I don't know of a business that doesn't need fresh thinking -- which typically comes from an infusion of fresh blood. How do you get an infusion of fresh thinking on a board when the directors have been serving for 10 years or longer? That's a private club -- not a team prepared to direct an organization in uncharted waters! If that describes your board, it's time for a changing of the guards.
A recent article in the Wall Street Journal titled "The 40-Year Club: America's Longest-Serving Directors" roused me. The article profiled "an unusual elite" -- outside directors with at least 40 years' tenure at a company.
Yes, "long-serving members often provide useful context about a company, its industry, and its past," as Joann Lublin wrote in the July 16 article. But does the need for historical context trump all other needs? As Lublin points out, long-serving board members take up seats that could be going to more diverse talent -- younger, less pale, less male, and candidly less stale. We know that the right diversity strategy often enhances team outcomes. Why starve your board of the same opportunity?
Another concern: Just how independent are the "independent directors" who have served 10 years or more (a number that researchers for the Wall Street Journal found has doubled in the last five years). My concern is, when those directors are paid on average close to $250,000 a year -- year after year -- are they really going to bring contrarian views to the table? Are they willing to risk that position to start tough conversations about strategy, competition, or value chain disruption?
Finally, the article reports that the pace of "blood transfusion" has slowed since the recession. To me, this is the biggest concern. Not only is corporate governance moving too slowly toward bringing on fresh thinking, progress has practically come to a halt. A recent study shows that "S&P 500 companies elected the smallest number of new directors during 2012 in a decade," Lublin reported.

(Exercise set):
1/ How would you render this sentence from the board-tenure essay in Spanish: "We know that the right diversity strategy often enhances team outcomes."
2/ Answer these questions from the board-tenure essay:
(a) What was the title of the Wall Street Journal article?
(b) On average, about how much are directors who have served 10 years or more paid each year?
(c) According to the study Lublin cited, in what year did S&P 500 companies elect the smallest number of new directors in a decade?
3/ From the board-tenure essay, quote the part that opens with the words containing "Another concern: Just" and closes with "value chain disruption?".
Rely on the board-tenure essay alone when responding.

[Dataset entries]
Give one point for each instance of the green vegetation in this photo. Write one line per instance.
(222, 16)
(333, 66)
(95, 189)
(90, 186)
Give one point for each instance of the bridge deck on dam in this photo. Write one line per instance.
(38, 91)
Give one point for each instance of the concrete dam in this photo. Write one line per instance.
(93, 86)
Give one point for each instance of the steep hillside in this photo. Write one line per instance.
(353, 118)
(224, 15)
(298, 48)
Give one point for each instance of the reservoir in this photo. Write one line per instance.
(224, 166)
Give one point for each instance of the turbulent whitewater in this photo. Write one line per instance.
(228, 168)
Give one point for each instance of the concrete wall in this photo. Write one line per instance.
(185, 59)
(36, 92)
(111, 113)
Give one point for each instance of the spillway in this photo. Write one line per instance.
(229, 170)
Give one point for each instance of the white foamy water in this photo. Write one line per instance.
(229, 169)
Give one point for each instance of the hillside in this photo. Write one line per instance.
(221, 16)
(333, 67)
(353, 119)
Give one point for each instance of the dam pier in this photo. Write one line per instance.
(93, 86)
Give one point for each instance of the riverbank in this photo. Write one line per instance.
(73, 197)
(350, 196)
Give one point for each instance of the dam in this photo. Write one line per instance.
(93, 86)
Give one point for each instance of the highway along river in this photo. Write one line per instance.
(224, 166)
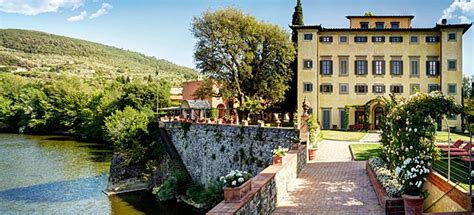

(Responses for each task):
1/ Sabemos que la estrategia de diversidad adecuada a menudo mejora los resultados del equipo.

2/
(a) "The 40-Year Club: America's Longest-Serving Directors"
(b) Close to $250,000 a year
(c) 2012

3/
Another concern: Just how independent are the "independent directors" who have served 10 years or more (a number that researchers for the Wall Street Journal found has doubled in the last five years). My concern is, when those directors are paid on average close to $250,000 a year -- year after year -- are they really going to bring contrarian views to the table? Are they willing to risk that position to start tough conversations about strategy, competition, or value chain disruption?